___ Extracted material ___

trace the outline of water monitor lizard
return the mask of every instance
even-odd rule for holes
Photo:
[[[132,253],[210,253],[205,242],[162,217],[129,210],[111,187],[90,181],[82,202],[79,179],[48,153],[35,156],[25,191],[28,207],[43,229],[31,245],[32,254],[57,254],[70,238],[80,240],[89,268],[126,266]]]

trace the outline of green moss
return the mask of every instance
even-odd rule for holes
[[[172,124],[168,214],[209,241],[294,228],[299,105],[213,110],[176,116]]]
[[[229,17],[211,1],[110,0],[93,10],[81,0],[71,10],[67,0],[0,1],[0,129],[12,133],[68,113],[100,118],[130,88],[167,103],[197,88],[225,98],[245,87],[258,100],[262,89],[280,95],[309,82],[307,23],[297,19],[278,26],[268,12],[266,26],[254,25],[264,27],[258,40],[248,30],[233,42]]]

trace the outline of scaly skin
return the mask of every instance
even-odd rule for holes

___
___ Extracted material ___

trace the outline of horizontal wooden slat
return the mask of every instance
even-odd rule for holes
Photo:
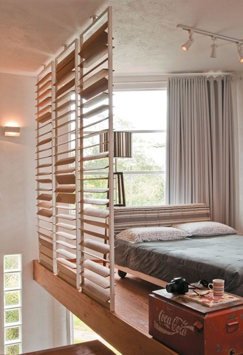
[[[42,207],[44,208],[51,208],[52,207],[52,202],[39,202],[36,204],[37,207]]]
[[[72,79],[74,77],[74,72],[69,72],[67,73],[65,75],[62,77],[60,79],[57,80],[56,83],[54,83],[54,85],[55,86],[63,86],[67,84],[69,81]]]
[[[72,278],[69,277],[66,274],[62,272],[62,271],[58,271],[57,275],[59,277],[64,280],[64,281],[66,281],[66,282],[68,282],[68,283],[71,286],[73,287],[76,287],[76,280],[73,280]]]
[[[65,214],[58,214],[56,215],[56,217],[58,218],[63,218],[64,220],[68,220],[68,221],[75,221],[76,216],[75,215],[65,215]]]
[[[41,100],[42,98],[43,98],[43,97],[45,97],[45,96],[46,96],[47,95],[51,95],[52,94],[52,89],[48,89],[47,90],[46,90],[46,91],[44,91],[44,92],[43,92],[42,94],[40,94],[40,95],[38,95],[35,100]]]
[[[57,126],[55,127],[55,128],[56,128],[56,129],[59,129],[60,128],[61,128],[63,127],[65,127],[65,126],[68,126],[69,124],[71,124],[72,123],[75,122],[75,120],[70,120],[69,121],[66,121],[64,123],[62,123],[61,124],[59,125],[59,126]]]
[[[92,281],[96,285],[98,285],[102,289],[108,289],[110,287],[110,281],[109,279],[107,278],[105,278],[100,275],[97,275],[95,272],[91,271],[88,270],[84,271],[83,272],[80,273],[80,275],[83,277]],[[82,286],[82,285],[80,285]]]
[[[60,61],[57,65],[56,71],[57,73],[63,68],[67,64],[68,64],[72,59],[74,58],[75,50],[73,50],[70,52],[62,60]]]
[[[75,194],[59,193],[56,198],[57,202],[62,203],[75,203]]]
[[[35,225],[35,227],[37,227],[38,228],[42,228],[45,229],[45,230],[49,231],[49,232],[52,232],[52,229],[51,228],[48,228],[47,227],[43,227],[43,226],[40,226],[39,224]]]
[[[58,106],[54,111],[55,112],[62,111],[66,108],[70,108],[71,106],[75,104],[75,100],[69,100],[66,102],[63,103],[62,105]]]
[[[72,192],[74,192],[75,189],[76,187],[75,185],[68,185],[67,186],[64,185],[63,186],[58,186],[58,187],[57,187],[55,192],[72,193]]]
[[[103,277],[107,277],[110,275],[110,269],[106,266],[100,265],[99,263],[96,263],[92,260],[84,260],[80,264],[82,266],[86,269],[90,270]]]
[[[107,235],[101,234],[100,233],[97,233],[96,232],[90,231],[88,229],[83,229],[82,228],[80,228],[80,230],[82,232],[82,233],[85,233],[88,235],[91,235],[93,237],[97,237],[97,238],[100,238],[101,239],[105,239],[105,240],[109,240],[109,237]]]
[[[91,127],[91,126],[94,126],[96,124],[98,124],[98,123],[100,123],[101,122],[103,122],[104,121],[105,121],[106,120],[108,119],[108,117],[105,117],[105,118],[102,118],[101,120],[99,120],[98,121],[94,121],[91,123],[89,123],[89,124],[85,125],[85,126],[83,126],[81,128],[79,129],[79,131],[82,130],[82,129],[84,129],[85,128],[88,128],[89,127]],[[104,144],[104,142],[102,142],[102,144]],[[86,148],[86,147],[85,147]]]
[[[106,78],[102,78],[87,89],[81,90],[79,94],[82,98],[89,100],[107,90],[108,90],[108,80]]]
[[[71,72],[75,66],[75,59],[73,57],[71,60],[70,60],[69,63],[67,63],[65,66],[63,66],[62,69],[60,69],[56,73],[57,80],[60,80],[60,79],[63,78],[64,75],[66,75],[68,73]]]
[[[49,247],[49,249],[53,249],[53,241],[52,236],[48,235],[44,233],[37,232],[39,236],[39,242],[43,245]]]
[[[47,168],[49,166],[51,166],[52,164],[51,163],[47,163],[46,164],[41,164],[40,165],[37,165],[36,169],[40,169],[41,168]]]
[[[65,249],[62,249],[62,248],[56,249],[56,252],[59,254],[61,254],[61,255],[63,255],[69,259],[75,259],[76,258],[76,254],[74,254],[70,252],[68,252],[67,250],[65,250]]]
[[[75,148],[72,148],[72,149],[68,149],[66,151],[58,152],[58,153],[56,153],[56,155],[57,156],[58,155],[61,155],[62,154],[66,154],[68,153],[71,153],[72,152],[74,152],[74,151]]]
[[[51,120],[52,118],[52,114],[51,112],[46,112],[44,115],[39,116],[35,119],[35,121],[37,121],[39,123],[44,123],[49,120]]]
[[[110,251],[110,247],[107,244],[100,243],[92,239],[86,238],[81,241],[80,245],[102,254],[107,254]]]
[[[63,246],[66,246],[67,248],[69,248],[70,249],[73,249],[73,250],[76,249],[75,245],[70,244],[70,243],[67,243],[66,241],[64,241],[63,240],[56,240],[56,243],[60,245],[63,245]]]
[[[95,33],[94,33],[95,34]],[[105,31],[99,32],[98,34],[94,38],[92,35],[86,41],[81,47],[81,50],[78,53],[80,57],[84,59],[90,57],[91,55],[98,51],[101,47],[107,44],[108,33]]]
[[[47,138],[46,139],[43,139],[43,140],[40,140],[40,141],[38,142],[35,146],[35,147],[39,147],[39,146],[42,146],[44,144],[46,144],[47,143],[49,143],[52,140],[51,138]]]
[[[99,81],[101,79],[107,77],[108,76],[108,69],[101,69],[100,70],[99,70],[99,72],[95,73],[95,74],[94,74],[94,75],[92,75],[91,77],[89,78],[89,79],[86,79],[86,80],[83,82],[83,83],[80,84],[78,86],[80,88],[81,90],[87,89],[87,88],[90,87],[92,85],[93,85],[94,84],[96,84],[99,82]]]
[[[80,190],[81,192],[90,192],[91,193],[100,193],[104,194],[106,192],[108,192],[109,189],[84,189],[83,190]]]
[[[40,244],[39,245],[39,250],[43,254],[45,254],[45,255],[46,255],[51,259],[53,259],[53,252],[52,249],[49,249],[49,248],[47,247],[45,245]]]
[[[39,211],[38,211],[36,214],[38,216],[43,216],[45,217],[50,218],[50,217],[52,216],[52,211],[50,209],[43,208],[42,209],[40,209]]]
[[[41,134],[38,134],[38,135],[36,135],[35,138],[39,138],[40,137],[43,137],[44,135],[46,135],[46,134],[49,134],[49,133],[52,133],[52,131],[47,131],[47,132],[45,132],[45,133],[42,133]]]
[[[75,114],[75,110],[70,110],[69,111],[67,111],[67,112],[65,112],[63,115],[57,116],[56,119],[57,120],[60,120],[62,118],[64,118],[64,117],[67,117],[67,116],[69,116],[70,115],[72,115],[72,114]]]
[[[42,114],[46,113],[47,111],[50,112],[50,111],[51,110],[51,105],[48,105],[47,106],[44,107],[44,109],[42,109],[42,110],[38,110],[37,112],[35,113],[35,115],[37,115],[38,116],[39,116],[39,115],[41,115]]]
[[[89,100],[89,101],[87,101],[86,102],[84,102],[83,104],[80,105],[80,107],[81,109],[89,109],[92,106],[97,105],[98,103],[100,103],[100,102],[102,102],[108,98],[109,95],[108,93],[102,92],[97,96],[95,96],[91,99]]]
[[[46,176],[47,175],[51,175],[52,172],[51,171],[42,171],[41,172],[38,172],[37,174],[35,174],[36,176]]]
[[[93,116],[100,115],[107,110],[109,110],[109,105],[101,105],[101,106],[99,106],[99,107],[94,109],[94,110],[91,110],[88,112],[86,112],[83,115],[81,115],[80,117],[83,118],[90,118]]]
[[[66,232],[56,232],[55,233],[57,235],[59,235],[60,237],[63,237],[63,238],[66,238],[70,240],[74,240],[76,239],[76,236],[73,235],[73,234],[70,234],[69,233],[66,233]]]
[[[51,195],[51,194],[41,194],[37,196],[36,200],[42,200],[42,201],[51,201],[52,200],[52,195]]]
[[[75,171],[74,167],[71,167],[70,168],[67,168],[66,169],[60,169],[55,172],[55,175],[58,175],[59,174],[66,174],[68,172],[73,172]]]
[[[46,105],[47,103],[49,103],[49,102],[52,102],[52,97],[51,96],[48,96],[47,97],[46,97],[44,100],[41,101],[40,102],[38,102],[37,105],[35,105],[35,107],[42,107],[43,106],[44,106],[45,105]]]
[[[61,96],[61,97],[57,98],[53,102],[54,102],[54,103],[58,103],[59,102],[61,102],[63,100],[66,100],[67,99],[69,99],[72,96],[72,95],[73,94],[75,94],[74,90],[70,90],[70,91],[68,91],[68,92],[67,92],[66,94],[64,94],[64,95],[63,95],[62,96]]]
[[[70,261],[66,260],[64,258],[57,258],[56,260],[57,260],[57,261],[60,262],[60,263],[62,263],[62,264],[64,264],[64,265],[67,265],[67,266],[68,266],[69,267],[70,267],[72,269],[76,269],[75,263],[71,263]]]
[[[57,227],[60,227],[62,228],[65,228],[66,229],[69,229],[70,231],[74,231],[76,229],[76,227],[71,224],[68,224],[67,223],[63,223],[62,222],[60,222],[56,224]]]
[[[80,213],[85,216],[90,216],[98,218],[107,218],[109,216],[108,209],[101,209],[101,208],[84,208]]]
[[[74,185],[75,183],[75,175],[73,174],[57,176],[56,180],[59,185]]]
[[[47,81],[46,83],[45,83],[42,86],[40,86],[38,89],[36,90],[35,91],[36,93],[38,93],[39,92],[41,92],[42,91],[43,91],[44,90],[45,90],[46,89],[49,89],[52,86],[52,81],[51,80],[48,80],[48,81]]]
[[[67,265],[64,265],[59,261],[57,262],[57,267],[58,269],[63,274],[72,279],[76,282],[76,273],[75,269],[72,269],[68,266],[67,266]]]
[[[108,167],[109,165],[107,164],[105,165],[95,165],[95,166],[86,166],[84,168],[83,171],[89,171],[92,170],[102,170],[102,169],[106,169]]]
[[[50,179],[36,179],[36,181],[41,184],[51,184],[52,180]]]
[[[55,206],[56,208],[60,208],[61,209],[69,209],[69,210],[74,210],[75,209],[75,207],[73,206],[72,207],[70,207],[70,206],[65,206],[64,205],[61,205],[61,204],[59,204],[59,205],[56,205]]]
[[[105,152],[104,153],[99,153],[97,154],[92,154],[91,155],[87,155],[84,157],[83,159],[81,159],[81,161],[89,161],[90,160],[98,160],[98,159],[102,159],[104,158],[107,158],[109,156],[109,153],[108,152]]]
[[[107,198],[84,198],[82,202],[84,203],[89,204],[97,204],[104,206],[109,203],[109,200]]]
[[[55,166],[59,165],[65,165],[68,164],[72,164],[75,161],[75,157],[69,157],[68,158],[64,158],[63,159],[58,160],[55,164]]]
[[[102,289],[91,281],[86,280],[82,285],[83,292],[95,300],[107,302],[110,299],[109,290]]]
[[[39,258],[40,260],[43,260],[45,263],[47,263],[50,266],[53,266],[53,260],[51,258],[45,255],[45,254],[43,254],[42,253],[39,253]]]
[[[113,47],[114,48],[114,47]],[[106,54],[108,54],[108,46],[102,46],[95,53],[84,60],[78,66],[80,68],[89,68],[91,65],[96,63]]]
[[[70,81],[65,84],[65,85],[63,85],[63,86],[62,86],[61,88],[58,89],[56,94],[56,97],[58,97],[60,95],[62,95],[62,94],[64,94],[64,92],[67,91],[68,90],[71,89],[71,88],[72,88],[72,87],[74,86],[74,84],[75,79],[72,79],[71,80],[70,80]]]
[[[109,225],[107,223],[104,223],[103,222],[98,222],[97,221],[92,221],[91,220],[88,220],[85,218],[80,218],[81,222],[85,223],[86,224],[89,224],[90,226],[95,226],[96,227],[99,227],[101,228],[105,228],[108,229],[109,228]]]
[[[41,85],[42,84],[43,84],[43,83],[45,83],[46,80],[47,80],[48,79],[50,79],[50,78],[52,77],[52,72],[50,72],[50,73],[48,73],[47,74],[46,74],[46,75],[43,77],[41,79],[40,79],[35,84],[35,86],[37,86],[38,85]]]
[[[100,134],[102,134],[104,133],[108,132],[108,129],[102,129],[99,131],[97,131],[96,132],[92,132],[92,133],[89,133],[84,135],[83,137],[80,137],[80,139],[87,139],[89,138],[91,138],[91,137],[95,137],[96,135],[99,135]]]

___
___ Extracted material ___

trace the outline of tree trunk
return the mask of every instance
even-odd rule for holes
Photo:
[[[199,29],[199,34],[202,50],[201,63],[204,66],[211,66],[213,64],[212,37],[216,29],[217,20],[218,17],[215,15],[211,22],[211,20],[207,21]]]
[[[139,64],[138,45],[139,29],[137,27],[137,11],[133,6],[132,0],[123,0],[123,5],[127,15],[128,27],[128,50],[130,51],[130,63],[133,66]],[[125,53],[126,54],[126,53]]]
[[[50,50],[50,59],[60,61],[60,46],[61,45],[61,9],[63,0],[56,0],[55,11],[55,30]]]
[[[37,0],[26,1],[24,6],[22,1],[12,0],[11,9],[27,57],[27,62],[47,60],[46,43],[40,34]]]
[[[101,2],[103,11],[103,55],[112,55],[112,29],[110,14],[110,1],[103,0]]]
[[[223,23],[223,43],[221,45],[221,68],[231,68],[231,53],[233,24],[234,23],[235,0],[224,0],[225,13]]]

___

Problem
Which lines of the data above contain the word "trace"? Collect every such line in full, treating uppercase and lowercase as different.

Exercise result
trace the outline of water monitor lizard
trace the outline of green moss
trace the outline of scaly skin
trace the outline of horizontal wooden slat
trace the outline of tree trunk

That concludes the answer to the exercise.